Exercise directions:
Report every one of the lines below that includes the word "rail", copying each such line in full.

(Excerpts from a pointing dataset)
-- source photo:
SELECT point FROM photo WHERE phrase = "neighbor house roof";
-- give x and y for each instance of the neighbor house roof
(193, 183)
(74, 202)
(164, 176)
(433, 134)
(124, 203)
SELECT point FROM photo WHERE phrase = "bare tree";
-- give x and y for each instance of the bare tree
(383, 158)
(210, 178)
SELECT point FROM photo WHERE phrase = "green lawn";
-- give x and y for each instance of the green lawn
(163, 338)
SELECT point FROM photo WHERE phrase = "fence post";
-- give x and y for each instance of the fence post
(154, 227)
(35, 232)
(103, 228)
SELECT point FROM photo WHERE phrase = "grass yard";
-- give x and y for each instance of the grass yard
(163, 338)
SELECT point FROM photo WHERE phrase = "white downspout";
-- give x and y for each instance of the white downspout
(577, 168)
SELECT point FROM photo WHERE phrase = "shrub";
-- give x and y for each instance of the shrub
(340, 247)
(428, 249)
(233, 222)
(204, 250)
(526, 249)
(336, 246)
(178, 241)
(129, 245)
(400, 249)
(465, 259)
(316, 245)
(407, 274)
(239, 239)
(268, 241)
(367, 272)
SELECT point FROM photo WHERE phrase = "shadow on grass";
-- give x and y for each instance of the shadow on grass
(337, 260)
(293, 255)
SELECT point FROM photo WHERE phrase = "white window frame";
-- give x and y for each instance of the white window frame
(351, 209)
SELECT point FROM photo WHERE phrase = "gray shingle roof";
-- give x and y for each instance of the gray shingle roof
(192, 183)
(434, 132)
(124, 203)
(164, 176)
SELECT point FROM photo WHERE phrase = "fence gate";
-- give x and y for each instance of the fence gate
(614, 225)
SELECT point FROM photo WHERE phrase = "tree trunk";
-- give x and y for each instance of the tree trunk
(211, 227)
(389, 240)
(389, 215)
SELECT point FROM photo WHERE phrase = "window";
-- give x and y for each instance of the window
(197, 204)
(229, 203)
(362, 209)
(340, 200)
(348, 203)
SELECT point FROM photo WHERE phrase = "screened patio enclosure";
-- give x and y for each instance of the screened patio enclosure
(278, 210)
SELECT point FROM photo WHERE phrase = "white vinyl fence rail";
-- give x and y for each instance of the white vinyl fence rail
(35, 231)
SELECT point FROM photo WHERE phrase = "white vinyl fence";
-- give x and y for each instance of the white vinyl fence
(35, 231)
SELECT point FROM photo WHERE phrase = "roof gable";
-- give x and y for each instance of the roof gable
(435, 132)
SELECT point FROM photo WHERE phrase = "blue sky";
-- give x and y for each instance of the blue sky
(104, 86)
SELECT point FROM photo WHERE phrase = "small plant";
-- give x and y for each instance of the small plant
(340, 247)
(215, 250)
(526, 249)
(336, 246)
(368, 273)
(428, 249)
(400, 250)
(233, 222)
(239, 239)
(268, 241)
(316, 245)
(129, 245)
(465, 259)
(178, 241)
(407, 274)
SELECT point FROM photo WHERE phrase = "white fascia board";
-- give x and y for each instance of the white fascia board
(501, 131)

Problem solution:
SELECT point FROM photo WHERE phrase = "white vinyl fence rail";
-- give x and y for each instance of the white vinyl fence rail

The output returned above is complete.